What to produce.
Quote the records below verbatim from the line containing "shoulder in the image above." through the line containing "131;148;399;314", including both of those lines and nothing else.

Provided records.
==========

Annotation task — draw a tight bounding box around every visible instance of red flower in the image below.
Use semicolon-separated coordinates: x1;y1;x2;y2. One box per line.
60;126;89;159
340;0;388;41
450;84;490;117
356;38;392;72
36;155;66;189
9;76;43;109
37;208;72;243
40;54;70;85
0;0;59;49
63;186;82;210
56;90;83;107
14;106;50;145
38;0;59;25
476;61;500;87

==========

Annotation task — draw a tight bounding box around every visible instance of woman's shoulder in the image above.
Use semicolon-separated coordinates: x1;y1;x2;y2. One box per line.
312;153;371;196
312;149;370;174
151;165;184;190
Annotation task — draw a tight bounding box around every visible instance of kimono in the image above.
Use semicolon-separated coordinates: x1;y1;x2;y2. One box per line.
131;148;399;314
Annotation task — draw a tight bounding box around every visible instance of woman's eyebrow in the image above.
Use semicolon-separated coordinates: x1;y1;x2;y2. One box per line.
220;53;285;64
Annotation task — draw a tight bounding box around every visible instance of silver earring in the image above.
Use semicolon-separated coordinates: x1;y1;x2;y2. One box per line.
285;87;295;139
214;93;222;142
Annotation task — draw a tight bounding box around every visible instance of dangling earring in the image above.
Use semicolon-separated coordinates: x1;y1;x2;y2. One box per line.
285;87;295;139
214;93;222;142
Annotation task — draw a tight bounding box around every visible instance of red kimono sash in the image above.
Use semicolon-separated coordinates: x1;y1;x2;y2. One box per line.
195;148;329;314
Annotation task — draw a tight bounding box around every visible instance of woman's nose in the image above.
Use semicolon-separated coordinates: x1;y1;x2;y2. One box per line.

==========

The result.
Annotation task — draw a tight bounding box around every visible instance of woman's shoulder in the image above.
Use semicolon-separated coordinates: x1;y1;x2;y2. One box per line.
312;153;371;196
312;149;370;174
151;165;184;190
Annotation task — draw a tight bounding box around every visible instance of kimono in the image above.
Use semicolon-separated coordinates: x1;y1;x2;y2. One box per line.
131;148;399;314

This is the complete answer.